STATED TASK :: Locate the line that contains "frame and record the pixel coordinates." in the entries below. Retype it and all following lines through the final one, character for character.

DATA FOR THIS EXERCISE ::
>> start
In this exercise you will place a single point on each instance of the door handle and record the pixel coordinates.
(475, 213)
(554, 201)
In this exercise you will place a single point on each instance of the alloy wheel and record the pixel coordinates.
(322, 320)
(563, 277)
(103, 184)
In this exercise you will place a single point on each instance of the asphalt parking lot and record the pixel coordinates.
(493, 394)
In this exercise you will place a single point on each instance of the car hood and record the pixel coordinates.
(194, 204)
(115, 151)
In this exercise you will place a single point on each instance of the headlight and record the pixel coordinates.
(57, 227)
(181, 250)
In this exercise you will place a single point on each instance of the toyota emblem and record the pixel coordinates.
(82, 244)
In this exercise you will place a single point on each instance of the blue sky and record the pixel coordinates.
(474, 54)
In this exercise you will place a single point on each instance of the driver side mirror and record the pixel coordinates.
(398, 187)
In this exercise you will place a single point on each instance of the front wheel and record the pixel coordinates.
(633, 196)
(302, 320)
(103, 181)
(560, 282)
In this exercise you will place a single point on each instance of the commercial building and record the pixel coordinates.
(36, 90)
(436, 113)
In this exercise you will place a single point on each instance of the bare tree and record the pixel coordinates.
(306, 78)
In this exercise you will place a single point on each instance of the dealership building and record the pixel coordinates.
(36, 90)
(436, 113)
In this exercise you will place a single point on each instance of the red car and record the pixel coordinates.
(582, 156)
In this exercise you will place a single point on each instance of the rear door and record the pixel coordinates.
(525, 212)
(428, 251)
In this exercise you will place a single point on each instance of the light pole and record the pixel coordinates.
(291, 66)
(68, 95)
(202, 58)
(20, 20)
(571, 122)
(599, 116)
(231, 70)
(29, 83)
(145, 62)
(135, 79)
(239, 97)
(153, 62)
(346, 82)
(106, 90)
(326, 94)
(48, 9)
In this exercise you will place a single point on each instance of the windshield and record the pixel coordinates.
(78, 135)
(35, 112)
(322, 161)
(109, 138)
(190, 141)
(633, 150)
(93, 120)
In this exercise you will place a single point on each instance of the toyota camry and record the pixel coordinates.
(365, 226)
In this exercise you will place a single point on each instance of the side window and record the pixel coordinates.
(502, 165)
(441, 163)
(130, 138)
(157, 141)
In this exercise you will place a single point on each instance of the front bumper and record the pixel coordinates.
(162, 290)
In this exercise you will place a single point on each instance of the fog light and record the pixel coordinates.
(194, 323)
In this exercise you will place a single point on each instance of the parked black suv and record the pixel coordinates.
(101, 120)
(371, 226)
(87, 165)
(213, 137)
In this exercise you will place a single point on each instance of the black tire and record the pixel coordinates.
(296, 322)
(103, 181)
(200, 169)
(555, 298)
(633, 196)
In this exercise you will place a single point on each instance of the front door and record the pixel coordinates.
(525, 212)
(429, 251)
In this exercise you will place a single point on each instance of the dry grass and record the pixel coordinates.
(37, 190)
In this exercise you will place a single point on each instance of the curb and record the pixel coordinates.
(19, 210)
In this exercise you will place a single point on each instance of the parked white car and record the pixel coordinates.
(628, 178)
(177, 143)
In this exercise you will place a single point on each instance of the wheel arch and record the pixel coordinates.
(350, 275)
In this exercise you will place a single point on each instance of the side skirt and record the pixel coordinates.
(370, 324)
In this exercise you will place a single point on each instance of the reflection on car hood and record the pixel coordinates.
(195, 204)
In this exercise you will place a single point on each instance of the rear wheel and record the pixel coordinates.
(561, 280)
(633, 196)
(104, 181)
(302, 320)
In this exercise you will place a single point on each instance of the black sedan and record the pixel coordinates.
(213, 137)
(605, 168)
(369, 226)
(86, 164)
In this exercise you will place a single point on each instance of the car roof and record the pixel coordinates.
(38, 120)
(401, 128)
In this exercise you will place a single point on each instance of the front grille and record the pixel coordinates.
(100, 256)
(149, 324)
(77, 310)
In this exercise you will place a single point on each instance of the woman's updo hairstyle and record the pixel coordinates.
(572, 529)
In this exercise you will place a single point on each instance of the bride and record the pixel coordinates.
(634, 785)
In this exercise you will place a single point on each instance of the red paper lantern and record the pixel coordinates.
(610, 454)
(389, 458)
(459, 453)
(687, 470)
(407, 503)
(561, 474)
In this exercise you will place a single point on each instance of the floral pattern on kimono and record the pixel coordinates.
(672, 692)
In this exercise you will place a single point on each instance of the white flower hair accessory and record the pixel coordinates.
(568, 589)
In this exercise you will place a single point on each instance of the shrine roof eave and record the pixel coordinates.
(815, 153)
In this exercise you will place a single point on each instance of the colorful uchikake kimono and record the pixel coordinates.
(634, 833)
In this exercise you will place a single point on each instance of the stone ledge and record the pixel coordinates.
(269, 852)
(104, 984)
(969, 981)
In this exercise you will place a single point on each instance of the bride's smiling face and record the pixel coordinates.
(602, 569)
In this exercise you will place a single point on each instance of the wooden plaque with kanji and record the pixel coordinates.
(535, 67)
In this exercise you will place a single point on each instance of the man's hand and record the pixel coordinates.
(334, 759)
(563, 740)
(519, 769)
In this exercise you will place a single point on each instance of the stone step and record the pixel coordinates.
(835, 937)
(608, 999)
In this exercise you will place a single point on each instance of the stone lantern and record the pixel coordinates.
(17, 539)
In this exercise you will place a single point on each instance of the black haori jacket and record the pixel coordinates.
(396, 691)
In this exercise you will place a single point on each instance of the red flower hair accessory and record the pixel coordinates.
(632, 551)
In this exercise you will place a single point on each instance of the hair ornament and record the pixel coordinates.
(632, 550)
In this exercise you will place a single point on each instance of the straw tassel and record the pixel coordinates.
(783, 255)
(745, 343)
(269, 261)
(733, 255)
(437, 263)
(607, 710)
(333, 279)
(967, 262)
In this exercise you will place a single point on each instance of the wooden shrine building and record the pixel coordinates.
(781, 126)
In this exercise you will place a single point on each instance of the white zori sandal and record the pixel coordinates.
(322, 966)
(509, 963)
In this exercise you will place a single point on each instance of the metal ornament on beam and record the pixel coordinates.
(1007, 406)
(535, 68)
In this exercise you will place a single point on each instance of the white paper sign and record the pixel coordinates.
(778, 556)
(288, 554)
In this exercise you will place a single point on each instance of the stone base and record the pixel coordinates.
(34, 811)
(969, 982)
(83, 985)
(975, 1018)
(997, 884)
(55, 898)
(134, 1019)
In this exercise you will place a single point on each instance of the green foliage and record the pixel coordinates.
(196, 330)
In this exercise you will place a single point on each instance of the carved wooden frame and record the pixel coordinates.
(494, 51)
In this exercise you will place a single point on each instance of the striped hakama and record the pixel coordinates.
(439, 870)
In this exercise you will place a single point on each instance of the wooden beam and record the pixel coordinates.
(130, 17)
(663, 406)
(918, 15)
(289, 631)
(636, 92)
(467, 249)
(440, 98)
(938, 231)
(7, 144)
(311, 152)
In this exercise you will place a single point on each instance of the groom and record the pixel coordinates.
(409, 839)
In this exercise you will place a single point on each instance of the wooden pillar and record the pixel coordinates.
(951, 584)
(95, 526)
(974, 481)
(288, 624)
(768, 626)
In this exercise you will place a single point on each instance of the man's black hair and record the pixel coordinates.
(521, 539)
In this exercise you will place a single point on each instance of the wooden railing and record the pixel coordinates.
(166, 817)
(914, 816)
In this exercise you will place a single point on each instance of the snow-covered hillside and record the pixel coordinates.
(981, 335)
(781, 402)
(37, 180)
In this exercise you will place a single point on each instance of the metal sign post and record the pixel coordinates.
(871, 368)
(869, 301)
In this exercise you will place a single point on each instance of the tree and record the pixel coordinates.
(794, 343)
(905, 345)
>> end
RESPONSE TO THE TASK ::
In this exercise you will place a single point on each instance of the carved wooden frame and record the pixel coordinates.
(494, 51)
In this exercise you will place a single point on each instance of the striped hakama and record the pixel coordinates.
(439, 870)
In this exercise you will place a single point on each instance of the wooden beam and record the pixel coordinates.
(130, 17)
(663, 406)
(918, 15)
(289, 631)
(636, 92)
(467, 249)
(440, 98)
(938, 231)
(7, 144)
(311, 152)
In this exercise you will place a single point on each instance of the groom and record the pixel coordinates.
(409, 839)
In this exercise you will place a single point on each instance of the wooden pillar and record the pixel coordinates.
(951, 584)
(95, 526)
(974, 481)
(288, 624)
(768, 626)
In this exercise you will place a single point on each instance of the man's black hair and record the pixel coordinates.
(521, 539)
In this exercise you will place a single point on each instance of the wooden railing and record the pixel coordinates.
(166, 817)
(914, 816)
In this exercise you will place a single point on each instance of the snow-covered hillside and record the pixel coordinates.
(981, 335)
(781, 402)
(37, 180)
In this exercise you will place a single point on each instance of the metal sign post and record the pixel coordinates.
(871, 368)
(869, 301)
In this exercise you will place a single point on each instance of the tree and record the pixel coordinates.
(794, 343)
(905, 345)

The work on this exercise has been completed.